> **Passage given**:
########################################
This information was published in 1966 in An Encyclopaedia of New Zealand, edited by A. H. McLintock. It has not been corrected and will not be updated.

Up-to-date information can be found elsewhere in Te Ara.


FENWICK, Sir George


Newspaper manager and editor.

A new biography of Fenwick, George appears in the Dictionary of New Zealand Biography on this site.

George Fenwick was born on 2 February 1847, in Sunderland, Durham, where his father Robert was an ardent supporter of the Chartist movement. In 1853 the family emigrated to Victoria and, after an unprofitable stay, were persuaded by W. H. Reynolds, then Otago's Immigration Agent, to move to Otago where they arrived on the ship Challenger on 23 January 1856. Fenwick was educated in Dunedin at the Lower High Street School and J. G. S. Grant's Academy, and at the age of 12 years, in 1859, was apprenticed as a printer to the Otago Witness. Two years later he entered the service of Julius Vogel'sOtago Daily Times. He decided to try his luck in Australia and spent some time in Sydney in 1866, before accepting a position on the Townsville Cleveland Bay Express, but returned to Dunedin on the death of his mother during the same year and rejoined the Otago Daily Times. In 1868 he accepted an offer of partnership in the Tuapeka Press at Lawrence with James Matthews, a former Times colleague, but the district could not support two papers and the Tuapeka Times bought out the Press in September 1869. Throughout his business career, Fenwick never forgot the importance of this lesson in the economics of newspaper publishing.
########################################
> **Problems**:
1. Reproduce the records word for word, starting at the line containing "FIND: tarmac" and continuing through the final line of the records, both included.
2. Write the next part of the biographical entry on George Fenwick, picking up after its last sentence.
The records that follow are unrelated to the encyclopedia entry on George Fenwick.
########################################
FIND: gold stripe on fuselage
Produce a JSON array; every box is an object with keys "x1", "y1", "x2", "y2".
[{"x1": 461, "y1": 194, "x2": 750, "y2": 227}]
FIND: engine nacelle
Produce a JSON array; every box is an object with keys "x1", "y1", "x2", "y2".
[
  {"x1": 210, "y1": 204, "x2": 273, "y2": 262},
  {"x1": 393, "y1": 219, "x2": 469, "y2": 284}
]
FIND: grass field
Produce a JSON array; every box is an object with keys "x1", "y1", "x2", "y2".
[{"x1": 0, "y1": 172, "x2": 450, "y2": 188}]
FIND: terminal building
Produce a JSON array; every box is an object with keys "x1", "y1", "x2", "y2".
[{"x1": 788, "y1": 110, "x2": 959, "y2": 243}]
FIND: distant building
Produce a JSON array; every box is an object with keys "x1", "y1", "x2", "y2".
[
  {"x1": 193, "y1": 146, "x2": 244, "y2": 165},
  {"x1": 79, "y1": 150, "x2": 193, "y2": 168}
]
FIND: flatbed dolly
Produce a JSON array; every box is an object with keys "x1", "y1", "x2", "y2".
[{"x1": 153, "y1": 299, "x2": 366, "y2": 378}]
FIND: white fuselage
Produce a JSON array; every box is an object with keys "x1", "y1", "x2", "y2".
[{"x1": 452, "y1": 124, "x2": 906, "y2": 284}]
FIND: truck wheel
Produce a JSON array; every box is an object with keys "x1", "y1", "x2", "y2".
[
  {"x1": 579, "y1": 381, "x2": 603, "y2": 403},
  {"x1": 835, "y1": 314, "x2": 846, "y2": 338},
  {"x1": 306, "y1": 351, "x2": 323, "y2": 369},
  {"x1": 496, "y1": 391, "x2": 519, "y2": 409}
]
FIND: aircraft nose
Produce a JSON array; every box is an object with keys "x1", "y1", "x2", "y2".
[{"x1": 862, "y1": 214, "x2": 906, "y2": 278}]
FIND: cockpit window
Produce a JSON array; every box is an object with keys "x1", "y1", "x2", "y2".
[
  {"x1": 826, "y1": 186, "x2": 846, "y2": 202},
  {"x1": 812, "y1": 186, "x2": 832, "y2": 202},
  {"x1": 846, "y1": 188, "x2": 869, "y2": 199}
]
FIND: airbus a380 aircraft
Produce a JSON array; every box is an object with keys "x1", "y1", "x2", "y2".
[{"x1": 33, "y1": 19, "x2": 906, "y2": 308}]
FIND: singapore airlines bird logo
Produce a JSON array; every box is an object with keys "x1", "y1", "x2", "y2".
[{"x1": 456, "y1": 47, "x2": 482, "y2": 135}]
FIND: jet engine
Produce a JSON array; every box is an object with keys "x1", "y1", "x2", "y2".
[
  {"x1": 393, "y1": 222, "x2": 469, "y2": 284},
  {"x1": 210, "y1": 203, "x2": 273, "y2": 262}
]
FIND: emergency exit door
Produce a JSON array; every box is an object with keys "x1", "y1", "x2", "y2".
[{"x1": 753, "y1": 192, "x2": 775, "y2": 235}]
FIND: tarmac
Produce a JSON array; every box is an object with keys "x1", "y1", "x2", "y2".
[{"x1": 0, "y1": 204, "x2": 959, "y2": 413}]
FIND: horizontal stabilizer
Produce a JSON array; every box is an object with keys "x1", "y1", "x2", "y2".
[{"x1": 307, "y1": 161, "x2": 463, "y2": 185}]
########################################
> **Results**:
1.
FIND: tarmac
Produce a JSON array; every box is an object with keys "x1", "y1", "x2", "y2".
[{"x1": 0, "y1": 204, "x2": 959, "y2": 413}]
FIND: horizontal stabilizer
Produce a JSON array; every box is an object with keys "x1", "y1", "x2", "y2".
[{"x1": 307, "y1": 161, "x2": 463, "y2": 185}]

2.
Fenwick and Matthews then founded the Cromwell Argus. To complete the Press contracts while forestalling a threatened rival paper to the Argus, Fenwick struck off the first issue at the Press office in Lawrence and carried the copies on horseback, riding nearly 90 miles to deliver them in Cromwell by the following morning. Before long he found country journalism too limited and sold his interest in the Argus to his brother William, and joined John Mackay in his Dunedin printing business. In 1875 he accepted the position of manager of the Otago Guardian. The proprietors were losing money and sold the property to George M. Reed, the editor, who retained Fenwick as manager and soon afterwards took him into partnership. Fenwick realised that Dunedin could not support two morning dailies and persuaded Reed to join him in an extremely ambitious scheme. With the assistance of W. H. Reynolds as negotiator, Reed and Fenwick became the proprietors of the rival Otago Daily Times, which now incorporated the Guardian, and the weekly Otago Witness, incorporating the Southern Mercury. The amalgamation necessitated a reduction in staff and the former Times employees founded the rival Morning Herald published at one penny in competition with the Times at threepence. Fenwick's answer was to float the Otago Daily Times and Witness Co. Ltd. in April 1878, with himself as managing-director and Reed as editor of the Times. The success of the enterprise was assured when, after 28 months of argument, he persuaded the directors to reduce the price of the Times to a penny in February 1881. Fenwick immediately undertook a canvass in the city and the province, with the result that the circulation doubled in a fortnight and trebled in three weeks. Reed returned to England in 1879 and thereafter Fenwick controlled the development of the paper, first as managing-director and from 1890 as editor and manager.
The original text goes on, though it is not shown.